■ STATED GOAL A:
Quote the lines of the records exactly as they stand, starting with the line that contains "task: provide the mask of every instance of the tall" and ending with the last line of the records, both included.

■ PASSAGE:
○ ○ ○ ○ ○ ○ ○

Meanwhile, many of these revenue streams are still at an early stage of development in China. They are not mature enough to strongly support energy storage industry development and to fully reflect the system value of BESS.

Energy arbitrage

Energy arbitrage is one of the main revenue streams for energy storage projects. BESS can profit from electricity price differences by charging during low-price periods and discharging during high-price ones.

Reform of TOU tariffs change revenue model for behind-the-meter BESS

In China, BESS projects, especially behind-the-meter BESS of industrial and commercial users, have historically relied on energy arbitrage based on time-of-use (TOU) tariffs. Since the 1980s, TOU tariffs in China have largely been set by provincial governments. For energy storage projects, these relatively fixed tariffs allowed predictable and stable revenue. However, such pricing mechanisms are becoming increasingly less fit for a system with higher renewable integration.

Therefore, this framework has been changing during the recent national power market reform. In December 2025, China’s National Development and Reform Commission (NDRC) and National Energy Administration (NEA) issued a major document that establishes the rules for the mid- to long-term electricity market. Among other rules, the document calls for the removal of administratively determined TOU tariffs from March 2026.

Following the direction of the national reform, by June 2026, nine provinces in China have cancelled fixed TOU tariffs, with two more provinces in the consultation phase of the reform process. Instead, TOU pricing mechanisms are increasingly informed by wholesale spot market signals, although implementation differs across provinces in terms of pricing formation and the scope of market participation.

More market-based pricing mechanisms are able to better capture system conditions and provide real-time price signals. This enables BESS to respond more accurately to grid needs, allowing energy storage to realise their system value driven by market signals.

Standalone BESS’s market participation

Opportunities for standalone BESS to participate in the electricity market became official at the national level from 2022.

○ ○ ○ ○ ○ ○ ○

■ STATED GOAL B:
Print the whole passage on battery energy storage revenue in China word for word.

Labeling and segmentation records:
○ ○ ○ ○ ○ ○ ○

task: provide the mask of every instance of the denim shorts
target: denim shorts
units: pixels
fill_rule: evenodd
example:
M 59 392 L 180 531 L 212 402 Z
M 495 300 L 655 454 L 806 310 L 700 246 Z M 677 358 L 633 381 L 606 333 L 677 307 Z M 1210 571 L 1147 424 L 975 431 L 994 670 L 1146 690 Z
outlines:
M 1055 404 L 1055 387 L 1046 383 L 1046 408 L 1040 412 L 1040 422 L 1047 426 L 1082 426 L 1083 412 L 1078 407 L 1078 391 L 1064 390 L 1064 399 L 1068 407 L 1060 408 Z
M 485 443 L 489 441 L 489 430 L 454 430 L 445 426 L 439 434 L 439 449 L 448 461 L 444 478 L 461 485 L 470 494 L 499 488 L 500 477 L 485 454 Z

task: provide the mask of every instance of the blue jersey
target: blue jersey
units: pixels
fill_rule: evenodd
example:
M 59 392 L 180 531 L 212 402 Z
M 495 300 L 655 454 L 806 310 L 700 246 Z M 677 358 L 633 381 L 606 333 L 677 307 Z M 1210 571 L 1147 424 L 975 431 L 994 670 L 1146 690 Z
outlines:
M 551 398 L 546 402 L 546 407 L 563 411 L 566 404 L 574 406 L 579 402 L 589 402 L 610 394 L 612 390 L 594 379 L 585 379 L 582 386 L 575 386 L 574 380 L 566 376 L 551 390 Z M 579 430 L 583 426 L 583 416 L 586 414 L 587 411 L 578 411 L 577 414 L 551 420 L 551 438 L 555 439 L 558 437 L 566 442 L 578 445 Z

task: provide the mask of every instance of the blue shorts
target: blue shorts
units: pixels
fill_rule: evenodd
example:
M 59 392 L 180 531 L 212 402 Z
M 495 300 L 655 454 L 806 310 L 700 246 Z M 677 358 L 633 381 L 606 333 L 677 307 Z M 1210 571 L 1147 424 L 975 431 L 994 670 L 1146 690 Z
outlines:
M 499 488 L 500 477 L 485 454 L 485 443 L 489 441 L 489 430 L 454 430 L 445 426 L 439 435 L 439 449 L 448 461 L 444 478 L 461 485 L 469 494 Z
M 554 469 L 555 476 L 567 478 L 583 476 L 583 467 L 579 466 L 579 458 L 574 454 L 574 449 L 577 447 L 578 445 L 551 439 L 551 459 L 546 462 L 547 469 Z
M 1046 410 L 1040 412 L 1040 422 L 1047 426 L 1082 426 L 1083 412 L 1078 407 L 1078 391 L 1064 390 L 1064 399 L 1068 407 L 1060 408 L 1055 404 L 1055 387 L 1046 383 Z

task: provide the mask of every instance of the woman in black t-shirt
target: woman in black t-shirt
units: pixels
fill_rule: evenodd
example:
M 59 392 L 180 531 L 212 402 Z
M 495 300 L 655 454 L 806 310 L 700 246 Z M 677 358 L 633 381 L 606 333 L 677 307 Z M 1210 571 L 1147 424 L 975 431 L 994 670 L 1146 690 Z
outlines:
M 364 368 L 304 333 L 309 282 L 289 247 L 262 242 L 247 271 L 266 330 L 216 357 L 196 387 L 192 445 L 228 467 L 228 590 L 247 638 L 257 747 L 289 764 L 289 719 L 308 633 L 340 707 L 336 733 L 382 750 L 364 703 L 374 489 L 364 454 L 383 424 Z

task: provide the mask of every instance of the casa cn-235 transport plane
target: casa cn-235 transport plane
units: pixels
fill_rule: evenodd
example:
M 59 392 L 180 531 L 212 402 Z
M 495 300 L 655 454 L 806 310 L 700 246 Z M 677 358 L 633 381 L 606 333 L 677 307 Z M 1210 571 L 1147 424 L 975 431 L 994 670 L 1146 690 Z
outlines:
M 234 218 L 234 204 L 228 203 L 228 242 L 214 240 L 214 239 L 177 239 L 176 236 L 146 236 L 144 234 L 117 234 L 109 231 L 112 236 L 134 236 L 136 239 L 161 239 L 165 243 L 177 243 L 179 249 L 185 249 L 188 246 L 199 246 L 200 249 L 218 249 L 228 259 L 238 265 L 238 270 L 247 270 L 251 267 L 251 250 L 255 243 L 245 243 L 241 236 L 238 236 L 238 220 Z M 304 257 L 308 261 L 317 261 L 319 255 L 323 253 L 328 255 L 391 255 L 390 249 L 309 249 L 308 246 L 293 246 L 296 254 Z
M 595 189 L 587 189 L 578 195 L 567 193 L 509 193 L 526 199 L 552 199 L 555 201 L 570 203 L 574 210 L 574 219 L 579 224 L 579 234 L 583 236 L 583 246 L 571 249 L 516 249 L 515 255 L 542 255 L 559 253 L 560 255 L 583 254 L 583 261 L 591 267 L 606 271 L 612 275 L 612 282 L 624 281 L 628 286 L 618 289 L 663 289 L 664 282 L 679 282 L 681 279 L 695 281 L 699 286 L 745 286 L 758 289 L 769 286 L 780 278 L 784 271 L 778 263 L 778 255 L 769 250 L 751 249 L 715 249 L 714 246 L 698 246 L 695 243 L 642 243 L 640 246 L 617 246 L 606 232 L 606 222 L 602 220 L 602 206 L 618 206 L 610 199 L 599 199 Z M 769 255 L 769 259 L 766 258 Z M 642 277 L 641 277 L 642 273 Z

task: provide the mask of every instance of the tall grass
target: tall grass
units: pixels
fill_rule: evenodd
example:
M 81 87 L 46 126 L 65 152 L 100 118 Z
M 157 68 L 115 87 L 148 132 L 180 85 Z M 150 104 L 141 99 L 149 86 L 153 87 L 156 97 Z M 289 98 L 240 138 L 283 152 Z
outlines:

○ ○ ○ ○ ○ ○ ○

■ TASK RESPONSE A:
task: provide the mask of every instance of the tall grass
target: tall grass
units: pixels
fill_rule: evenodd
example:
M 81 87 L 46 126 L 65 152 L 100 118 Z
M 157 68 L 115 87 L 148 132 L 180 85 Z M 150 104 L 141 99 L 149 86 L 153 87 L 156 97 Z M 289 98 L 240 138 L 283 152 Z
outlines:

■ TASK RESPONSE B:
Meanwhile, many of these revenue streams are still at an early stage of development in China. They are not mature enough to strongly support energy storage industry development and to fully reflect the system value of BESS.

Energy arbitrage

Energy arbitrage is one of the main revenue streams for energy storage projects. BESS can profit from electricity price differences by charging during low-price periods and discharging during high-price ones.

Reform of TOU tariffs change revenue model for behind-the-meter BESS

In China, BESS projects, especially behind-the-meter BESS of industrial and commercial users, have historically relied on energy arbitrage based on time-of-use (TOU) tariffs. Since the 1980s, TOU tariffs in China have largely been set by provincial governments. For energy storage projects, these relatively fixed tariffs allowed predictable and stable revenue. However, such pricing mechanisms are becoming increasingly less fit for a system with higher renewable integration.

Therefore, this framework has been changing during the recent national power market reform. In December 2025, China’s National Development and Reform Commission (NDRC) and National Energy Administration (NEA) issued a major document that establishes the rules for the mid- to long-term electricity market. Among other rules, the document calls for the removal of administratively determined TOU tariffs from March 2026.

Following the direction of the national reform, by June 2026, nine provinces in China have cancelled fixed TOU tariffs, with two more provinces in the consultation phase of the reform process. Instead, TOU pricing mechanisms are increasingly informed by wholesale spot market signals, although implementation differs across provinces in terms of pricing formation and the scope of market participation.

More market-based pricing mechanisms are able to better capture system conditions and provide real-time price signals. This enables BESS to respond more accurately to grid needs, allowing energy storage to realise their system value driven by market signals.

Standalone BESS’s market participation

Opportunities for standalone BESS to participate in the electricity market became official at the national level from 2022.